*GIVEN TASK*:
Would you return the complete listing below word for word?

Region outline entries
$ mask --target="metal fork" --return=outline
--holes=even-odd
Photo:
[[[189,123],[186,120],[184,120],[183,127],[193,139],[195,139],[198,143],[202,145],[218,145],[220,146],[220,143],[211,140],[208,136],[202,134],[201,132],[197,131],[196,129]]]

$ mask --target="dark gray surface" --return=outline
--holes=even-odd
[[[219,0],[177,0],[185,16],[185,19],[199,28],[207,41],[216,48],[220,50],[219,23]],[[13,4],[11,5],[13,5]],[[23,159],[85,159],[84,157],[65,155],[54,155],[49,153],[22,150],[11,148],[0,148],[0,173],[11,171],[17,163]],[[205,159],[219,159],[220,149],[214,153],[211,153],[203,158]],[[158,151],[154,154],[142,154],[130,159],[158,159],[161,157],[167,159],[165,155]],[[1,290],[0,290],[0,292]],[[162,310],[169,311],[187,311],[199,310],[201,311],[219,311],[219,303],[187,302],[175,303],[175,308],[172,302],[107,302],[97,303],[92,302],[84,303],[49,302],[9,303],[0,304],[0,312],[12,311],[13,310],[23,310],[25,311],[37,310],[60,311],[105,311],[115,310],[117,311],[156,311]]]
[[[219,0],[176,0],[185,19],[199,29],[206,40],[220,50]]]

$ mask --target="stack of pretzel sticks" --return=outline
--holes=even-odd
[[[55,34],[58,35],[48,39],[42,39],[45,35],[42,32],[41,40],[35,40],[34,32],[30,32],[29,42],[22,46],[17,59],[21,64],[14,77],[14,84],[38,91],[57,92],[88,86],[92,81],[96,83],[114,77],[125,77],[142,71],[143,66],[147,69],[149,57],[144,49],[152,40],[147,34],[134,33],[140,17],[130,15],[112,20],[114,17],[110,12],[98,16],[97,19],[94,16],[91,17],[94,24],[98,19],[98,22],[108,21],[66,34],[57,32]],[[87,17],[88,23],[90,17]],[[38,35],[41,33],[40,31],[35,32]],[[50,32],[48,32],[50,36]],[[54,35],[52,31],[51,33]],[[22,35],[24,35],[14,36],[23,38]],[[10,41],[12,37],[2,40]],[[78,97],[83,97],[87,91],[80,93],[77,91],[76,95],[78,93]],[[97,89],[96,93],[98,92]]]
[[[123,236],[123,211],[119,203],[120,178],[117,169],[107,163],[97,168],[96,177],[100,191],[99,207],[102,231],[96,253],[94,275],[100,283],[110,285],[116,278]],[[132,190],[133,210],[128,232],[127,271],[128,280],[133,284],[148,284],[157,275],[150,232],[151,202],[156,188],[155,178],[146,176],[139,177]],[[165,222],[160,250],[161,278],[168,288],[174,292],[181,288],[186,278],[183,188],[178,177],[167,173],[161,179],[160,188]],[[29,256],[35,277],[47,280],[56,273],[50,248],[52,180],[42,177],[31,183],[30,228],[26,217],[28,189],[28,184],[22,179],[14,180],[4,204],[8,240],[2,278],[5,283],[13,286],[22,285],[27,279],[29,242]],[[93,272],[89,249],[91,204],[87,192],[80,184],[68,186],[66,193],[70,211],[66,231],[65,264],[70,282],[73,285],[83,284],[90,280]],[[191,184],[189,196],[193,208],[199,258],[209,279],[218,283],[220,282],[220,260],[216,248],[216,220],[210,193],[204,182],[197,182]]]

*EXERCISE SOLUTION*:
$ mask --target="metal fork" --return=outline
--holes=even-odd
Photo:
[[[189,123],[186,120],[184,120],[183,127],[193,139],[195,139],[198,143],[202,145],[218,145],[220,146],[220,143],[211,140],[208,136],[202,134],[201,132],[197,131],[196,129]]]

$ mask --target="dark gray surface" --return=outline
--holes=even-odd
[[[219,0],[177,0],[185,16],[185,19],[199,28],[207,41],[216,48],[220,50],[219,23]],[[13,4],[11,5],[13,5]],[[23,159],[85,159],[84,157],[65,155],[54,155],[49,153],[22,150],[11,148],[0,148],[0,173],[11,171],[17,163]],[[205,159],[219,159],[220,149],[214,153],[211,153],[203,158]],[[158,151],[154,154],[142,154],[130,159],[158,159],[161,157],[167,159],[165,155]],[[1,290],[0,290],[0,292]],[[162,310],[169,311],[187,311],[199,310],[201,311],[219,311],[219,303],[187,302],[175,303],[175,308],[172,302],[107,302],[97,303],[92,302],[84,303],[49,302],[9,303],[0,304],[0,312],[12,311],[13,310],[23,310],[25,311],[37,310],[60,311],[105,311],[115,310],[117,311],[156,311]]]
[[[219,0],[176,0],[185,19],[199,29],[206,40],[220,50]]]

$ mask --target="stack of pretzel sticks" --return=outline
--holes=even-odd
[[[55,34],[58,35],[48,39],[42,39],[45,35],[42,32],[41,40],[35,40],[34,32],[30,32],[29,42],[22,46],[17,59],[21,64],[14,77],[14,84],[38,91],[57,92],[88,86],[92,81],[96,83],[114,77],[125,77],[142,71],[143,66],[147,69],[149,57],[144,49],[152,40],[147,34],[134,33],[140,17],[130,15],[112,20],[114,17],[110,12],[98,16],[97,19],[94,16],[91,17],[94,24],[98,19],[98,22],[108,21],[66,34],[57,32]],[[87,17],[88,23],[90,17]],[[38,35],[41,33],[40,31],[35,32]],[[50,32],[48,32],[50,36]],[[54,35],[52,31],[51,33]],[[22,35],[24,35],[14,36],[23,38]],[[10,41],[12,37],[2,40]],[[78,97],[83,97],[87,91],[80,93],[77,91],[76,95],[78,93]],[[97,89],[96,93],[98,92]]]
[[[123,236],[123,211],[119,203],[120,178],[117,169],[107,163],[97,168],[96,177],[100,191],[99,207],[102,231],[96,253],[94,275],[100,283],[110,285],[116,278]],[[132,190],[133,210],[128,232],[127,271],[128,280],[133,284],[148,284],[157,275],[150,232],[151,202],[156,188],[155,178],[146,176],[139,177]],[[165,222],[160,250],[161,278],[168,288],[174,292],[181,288],[186,278],[183,188],[178,177],[167,173],[161,179],[160,188]],[[29,256],[35,277],[47,280],[56,273],[50,248],[52,180],[42,177],[31,183],[30,228],[26,217],[28,189],[28,184],[22,179],[14,180],[4,204],[8,240],[2,278],[5,283],[13,286],[22,285],[27,279],[29,242]],[[93,272],[89,249],[91,204],[87,192],[80,184],[68,186],[66,193],[70,211],[66,231],[65,264],[70,282],[73,285],[83,284],[90,280]],[[191,184],[189,196],[193,208],[199,258],[209,279],[218,283],[220,282],[220,260],[216,248],[216,220],[210,193],[204,182],[197,182]]]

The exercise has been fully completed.